* Start DOCUMENT EXCERPT *

This stage, which may comprise 5 to 10 percent of the life cycle, finally yields to antiquity (examples today: the horse and buggy, the harpsichord, the manual typewriter, and the electromechanical calculator).
To illustrate this, consider the phonograph record. In the mid-nineteenth century, there were several precursors, including Édouard-Léon Scott de Martinville’s phonautograph, a device that recorded sound vibrations as a printed pattern. It was Thomas Edison, however, who in 1877 brought all of the elements together and invented the first device that could record and reproduce sound. Further refinements were necessary for the phonograph to become commercially viable. It became a fully mature technology in 1948 when Columbia introduced the 33 revolutions-per-minute (rpm) long-playing record (LP) and RCA Victor introduced the 45-rpm small disc. The pretender was the cassette tape, introduced in the 1960s and popularized during the 1970s. Early enthusiasts predicted that its small size and ability to be rerecorded would make the relatively bulky and scatchable record obsolete.
Despite these obvious benefits, cassettes lack random access (the ability to play selections in a desired order) and are prone to their to their own forms of distortion and lack of fidelity. In the late 1980s and early 1990, the digital compact disc (CD) did deliver the mortal blow. With the CD providing both random access and a level of quality close to the limits of the human auditory system, the phonograph record entered the stage of obsolescence in the first half of the 1990s. Although still produced in small quantities, the technology that Edison gave birth to more than a century ago is now approaching antiquity.

* End DOCUMENT EXCERPT *

WHAT YOU NEED TO DO:
(A) Answer these questions about the passage on the phonograph record:
(i) In what year did Thomas Edison invent the first device that could record and reproduce sound?
(ii) Which company introduced the 45-rpm small disc?
(iii) In what period did the phonograph record enter the stage of obsolescence?
(B) Translate this sentence from the passage on the phonograph record into Spanish: "It was Thomas Edison, however, who in 1877 brought all of the elements together and invented the first device that could record and reproduce sound."
(C) Rewrite the stretch of the passage on the phonograph record from "Despite these obvious" through "now approaching antiquity.", renaming "the phonograph record" as "the vinyl record".

* Start EXTRACTED DATA *

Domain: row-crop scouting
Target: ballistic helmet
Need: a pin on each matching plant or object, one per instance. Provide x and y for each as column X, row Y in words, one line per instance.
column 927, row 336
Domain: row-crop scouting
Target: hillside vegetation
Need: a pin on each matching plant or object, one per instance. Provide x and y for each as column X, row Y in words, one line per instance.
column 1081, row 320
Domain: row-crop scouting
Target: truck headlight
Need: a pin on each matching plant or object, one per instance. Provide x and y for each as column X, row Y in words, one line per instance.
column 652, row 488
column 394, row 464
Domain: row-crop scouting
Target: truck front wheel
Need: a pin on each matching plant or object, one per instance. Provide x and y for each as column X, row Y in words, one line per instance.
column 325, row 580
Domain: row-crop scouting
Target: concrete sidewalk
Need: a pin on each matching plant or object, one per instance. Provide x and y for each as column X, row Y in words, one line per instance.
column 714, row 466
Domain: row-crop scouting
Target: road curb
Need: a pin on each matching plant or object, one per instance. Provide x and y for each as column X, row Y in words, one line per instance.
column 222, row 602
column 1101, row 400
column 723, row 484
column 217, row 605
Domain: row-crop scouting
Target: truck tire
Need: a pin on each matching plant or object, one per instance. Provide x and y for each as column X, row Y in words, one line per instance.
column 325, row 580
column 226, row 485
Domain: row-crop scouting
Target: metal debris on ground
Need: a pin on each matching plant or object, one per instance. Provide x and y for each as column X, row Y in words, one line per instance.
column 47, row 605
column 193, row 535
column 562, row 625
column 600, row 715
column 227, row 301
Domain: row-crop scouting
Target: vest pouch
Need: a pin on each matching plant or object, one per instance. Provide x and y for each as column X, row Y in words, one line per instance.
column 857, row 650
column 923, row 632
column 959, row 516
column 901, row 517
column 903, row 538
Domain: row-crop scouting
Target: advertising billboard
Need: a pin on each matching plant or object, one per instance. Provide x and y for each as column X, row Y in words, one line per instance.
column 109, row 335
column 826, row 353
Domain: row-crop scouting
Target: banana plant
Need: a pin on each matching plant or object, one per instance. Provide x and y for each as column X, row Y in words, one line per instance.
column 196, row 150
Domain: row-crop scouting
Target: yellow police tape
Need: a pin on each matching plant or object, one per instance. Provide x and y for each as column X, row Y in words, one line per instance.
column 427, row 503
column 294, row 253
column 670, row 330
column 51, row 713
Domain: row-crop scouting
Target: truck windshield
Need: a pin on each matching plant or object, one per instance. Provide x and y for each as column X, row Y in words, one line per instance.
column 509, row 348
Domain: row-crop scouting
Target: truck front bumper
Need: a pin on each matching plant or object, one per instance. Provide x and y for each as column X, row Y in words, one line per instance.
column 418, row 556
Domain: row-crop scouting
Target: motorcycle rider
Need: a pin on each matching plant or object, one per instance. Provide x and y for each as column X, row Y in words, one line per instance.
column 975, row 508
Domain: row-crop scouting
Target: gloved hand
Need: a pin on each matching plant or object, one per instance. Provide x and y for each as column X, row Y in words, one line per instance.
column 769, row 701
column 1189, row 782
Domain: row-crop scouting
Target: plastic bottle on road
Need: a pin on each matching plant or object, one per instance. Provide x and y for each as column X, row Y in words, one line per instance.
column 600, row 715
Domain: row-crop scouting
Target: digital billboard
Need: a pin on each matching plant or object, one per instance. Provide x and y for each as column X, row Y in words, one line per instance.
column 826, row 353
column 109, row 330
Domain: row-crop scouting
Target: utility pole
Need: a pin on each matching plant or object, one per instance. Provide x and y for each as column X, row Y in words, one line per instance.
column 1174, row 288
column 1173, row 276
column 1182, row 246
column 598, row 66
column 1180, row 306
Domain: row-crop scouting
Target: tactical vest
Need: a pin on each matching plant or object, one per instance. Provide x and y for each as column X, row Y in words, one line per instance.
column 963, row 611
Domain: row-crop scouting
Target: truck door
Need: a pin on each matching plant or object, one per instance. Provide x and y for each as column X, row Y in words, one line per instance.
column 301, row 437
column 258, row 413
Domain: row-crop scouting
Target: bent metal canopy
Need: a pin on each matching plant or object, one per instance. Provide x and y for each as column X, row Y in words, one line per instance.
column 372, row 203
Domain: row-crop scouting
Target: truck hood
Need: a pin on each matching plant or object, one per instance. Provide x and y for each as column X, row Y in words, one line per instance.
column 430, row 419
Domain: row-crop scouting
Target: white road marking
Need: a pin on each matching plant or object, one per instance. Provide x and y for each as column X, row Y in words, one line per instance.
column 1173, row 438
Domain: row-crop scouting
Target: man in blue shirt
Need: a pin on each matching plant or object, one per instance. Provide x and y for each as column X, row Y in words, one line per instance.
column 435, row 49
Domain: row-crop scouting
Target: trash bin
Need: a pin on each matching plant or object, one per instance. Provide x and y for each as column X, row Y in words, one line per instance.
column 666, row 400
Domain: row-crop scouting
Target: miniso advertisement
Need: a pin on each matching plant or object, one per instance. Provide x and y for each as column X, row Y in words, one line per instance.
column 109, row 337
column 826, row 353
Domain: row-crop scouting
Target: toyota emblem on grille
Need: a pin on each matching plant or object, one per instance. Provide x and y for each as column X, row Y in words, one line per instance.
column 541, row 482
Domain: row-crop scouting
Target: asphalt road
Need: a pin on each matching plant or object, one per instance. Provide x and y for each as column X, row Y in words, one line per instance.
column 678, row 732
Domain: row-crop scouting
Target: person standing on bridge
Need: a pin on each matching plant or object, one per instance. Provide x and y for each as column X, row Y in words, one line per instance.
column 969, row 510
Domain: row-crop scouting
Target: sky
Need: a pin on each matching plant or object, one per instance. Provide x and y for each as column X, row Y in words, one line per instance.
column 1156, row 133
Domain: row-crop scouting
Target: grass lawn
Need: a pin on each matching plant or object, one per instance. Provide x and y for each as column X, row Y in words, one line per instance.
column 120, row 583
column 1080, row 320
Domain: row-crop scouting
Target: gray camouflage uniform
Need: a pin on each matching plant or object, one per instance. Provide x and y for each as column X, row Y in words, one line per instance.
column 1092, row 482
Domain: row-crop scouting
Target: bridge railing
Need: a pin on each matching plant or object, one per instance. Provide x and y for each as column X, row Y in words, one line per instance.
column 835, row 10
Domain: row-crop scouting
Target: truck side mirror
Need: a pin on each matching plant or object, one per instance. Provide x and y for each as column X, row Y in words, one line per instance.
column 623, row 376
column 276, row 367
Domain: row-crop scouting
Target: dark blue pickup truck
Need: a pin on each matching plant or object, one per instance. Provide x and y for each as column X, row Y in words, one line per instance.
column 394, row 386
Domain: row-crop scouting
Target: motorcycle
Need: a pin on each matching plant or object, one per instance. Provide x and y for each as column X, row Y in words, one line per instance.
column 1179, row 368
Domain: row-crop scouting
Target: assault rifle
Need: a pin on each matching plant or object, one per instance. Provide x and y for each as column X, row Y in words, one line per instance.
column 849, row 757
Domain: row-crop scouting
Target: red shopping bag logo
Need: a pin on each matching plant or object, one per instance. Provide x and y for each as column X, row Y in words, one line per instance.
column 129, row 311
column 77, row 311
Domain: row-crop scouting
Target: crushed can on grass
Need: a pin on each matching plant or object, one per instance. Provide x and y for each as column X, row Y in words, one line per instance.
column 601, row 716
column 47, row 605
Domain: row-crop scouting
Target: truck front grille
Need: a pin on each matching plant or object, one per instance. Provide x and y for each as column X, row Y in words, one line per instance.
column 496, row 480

* End EXTRACTED DATA *

TASK SOLUTIONS:
(A)
(i) 1877
(ii) RCA Victor
(iii) The first half of the 1990s

(B) Sin embargo, fue Thomas Edison quien en 1877 reunió todos los elementos e inventó el primer dispositivo capaz de grabar y reproducir sonido.

(C)
Despite these obvious benefits, cassettes lack random access (the ability to play selections in a desired order) and are prone to their to their own forms of distortion and lack of fidelity. In the late 1980s and early 1990, the digital compact disc (CD) did deliver the mortal blow. With the CD providing both random access and a level of quality close to the limits of the human auditory system, the vinyl record entered the stage of obsolescence in the first half of the 1990s. Although still produced in small quantities, the technology that Edison gave birth to more than a century ago is now approaching antiquity.